## WRITTEN REQUEST
Copy out all the items below, requests included, and scale every bounding-box coordinate in the answers by 1.35, rounding each to the nearest whole number with halves going up. Leave the wording of the requests unchanged.
* * * * * * *
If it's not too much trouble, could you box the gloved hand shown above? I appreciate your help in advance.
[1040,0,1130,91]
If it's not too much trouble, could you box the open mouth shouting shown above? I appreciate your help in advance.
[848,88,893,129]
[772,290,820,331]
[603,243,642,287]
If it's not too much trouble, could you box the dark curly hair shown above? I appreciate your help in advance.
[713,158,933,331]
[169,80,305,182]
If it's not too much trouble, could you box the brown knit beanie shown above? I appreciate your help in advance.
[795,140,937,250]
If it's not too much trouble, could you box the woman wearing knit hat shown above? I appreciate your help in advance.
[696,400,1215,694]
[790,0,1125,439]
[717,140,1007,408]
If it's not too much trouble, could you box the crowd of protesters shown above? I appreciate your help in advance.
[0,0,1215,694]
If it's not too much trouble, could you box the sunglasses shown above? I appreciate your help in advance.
* * * * * * *
## ANSWER FOR THE TASK
If it's not too much trouble, could you box the gloved hand shown above? I appreciate your help in advance.
[1404,0,1526,123]
If it's not too much trouble, could you box the open mouth shouting shown above? I appreciate your help in advance.
[1145,119,1206,174]
[1042,392,1107,447]
[814,328,867,387]
If it's not too much trouble, could you box the dark curly hair shown above? I appreciate your help in advance.
[963,213,1260,447]
[228,108,412,246]
If it's not too much trouble, could you box the brown knit beanie shown above? I appreciate your help in advance.
[1073,189,1265,338]
If it's not too much trouble, could you box the woman wearing knit hat shown above? I appreciate your help in advance.
[940,540,1640,937]
[1067,0,1519,593]
[968,189,1359,551]
If it's not too much trouble, could you box the crowd of protesters shown above? I appreciate your help in advance.
[0,0,1640,937]
If it's not too much trouble, could you box the sunglasses shown above? I appreciate your help in advance.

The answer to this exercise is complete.